▶ Source:
* * *

We have seen an exponential amount of progress and change occurring in many fields in recent history; this goes for art as well, as there have been a number of new directions, styles, and methods created in the 20th century, with some of the artists going down in history. One of them that can be attributed as the herald of change is the Italian artist Lucio Fontana whose work foreshadowed Environment art and performance art that are omnipresent in contemporary surroundings. Known as a founder of Spatialism and for his ties to Arte Povera, Fontana remains one of the monumental figures in the time of great artists.
The life of Lucio Fontana started out in Argentina where his father Luigi, who was a sculptor, and mother Lucia Bottino, a theater actress, had lived. Although they were both of Italian origin, Lucio was born in the province of Santa Fe, and the mixture of both Argentinean and Italian surroundings will play a role later in his life. As soon as he reached the age necessary for schooling, he was sent to Italy for education where he remained until his college days. Attending the master-builders school at the Carlo Cattaneo Institute in Milan, Fontana actively practiced art in his father’s studio while living with his uncle. He would later complete his studies and receive the diploma of a building surveyor, but not before enrolling in the First World War.
Although he was a promising young artist and a scholar, Fontana decided to volunteer as a soldier for the First World War in 1916, interrupting his studies. Intelligent and talented as he was, he reached the rank of a second lieutenant in the infantry regiment during his days as a soldier even though his background never included military training. His injury during the war forced him to return to Milan, and luckily, he was able to continue and finish his studies and of course, his artistic practice. For his contribution in the war and service to the country, he received a silver campaign medal in 1918.
The years following the return of Fontana from the battlefield were marked by exploring his inner artist. This exploration took place both in Italy and Argentina, and it is possible that exactly because of his varying heritage and time spent on both continents his practice took such an innovative and explorative shape. Returning to Argentina in 1921, Fontana had worked in his father’s studio producing graveyard sculptures, all the while experimenting and researching new ways and forms of the style. After several successful years of such practice, he enrolled in the sculpture course at the Brera Academy of Fine Arts and by presenting his El Auriga (The Charioteer), he received his diploma.

* * *

▶ Entries shown:
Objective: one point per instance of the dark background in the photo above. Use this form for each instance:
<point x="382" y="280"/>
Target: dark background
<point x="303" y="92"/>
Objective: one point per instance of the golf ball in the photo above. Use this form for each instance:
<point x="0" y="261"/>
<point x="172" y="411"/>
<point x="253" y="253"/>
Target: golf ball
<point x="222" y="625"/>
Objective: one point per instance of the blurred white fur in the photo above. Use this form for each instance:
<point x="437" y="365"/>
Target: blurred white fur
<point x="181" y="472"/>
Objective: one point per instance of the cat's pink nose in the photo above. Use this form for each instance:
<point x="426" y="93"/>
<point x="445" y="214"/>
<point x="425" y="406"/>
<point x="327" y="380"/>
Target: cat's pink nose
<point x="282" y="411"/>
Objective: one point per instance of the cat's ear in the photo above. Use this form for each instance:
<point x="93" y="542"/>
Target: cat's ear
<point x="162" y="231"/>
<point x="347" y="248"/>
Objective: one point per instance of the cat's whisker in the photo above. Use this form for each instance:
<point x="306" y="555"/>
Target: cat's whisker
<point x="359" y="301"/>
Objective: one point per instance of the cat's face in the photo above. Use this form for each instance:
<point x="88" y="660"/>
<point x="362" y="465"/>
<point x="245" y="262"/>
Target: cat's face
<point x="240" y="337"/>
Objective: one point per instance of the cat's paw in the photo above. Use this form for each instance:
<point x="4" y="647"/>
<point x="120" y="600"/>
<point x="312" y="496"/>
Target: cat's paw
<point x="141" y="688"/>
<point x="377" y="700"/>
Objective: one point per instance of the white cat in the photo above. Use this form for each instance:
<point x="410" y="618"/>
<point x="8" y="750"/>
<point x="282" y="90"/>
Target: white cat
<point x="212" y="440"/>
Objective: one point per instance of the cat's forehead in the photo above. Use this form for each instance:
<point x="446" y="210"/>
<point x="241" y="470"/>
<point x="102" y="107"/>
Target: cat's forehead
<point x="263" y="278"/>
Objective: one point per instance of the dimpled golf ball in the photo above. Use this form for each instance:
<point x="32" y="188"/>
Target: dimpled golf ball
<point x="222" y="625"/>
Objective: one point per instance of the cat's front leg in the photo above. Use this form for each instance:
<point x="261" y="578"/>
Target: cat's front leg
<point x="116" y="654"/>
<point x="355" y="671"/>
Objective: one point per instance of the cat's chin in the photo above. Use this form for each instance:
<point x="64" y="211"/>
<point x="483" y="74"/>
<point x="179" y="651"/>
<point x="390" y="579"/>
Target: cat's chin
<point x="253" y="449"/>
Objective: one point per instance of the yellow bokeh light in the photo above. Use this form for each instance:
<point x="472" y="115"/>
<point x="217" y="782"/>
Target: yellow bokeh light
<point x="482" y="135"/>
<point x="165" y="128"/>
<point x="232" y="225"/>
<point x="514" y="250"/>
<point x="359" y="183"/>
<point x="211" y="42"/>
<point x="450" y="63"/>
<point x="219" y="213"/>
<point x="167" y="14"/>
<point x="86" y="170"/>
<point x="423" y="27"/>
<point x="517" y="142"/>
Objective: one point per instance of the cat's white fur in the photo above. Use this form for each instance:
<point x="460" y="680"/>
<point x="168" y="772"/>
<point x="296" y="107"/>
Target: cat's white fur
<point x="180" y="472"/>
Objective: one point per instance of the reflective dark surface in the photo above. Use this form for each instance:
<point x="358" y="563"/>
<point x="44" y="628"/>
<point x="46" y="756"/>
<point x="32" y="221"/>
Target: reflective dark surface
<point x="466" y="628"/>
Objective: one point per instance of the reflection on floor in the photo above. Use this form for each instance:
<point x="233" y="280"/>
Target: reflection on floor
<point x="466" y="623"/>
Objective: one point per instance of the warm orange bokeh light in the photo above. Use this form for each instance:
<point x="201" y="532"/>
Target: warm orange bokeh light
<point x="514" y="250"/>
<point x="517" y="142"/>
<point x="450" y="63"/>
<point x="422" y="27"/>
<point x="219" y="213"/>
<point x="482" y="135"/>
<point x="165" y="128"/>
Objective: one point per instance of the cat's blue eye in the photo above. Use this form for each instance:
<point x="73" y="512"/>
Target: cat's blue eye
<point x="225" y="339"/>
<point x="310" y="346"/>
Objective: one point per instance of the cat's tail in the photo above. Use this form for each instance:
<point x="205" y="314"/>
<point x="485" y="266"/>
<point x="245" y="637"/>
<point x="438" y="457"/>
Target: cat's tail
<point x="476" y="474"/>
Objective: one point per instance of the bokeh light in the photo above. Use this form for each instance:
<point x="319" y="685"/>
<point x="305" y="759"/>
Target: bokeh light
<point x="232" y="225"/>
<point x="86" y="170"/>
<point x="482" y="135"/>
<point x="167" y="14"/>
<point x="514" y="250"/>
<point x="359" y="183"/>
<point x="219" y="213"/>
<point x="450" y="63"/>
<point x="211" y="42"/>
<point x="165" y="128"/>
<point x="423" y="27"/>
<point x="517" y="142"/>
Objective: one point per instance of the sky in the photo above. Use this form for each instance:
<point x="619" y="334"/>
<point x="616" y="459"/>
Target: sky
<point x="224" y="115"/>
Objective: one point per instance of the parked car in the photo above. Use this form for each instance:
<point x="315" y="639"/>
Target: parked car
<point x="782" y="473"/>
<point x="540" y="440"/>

* * *

▶ The task: Per the text on Lucio Fontana, with which work did he receive his diploma from the Brera Academy of Fine Arts?

▶ Response to this task: El Auriga (The Charioteer)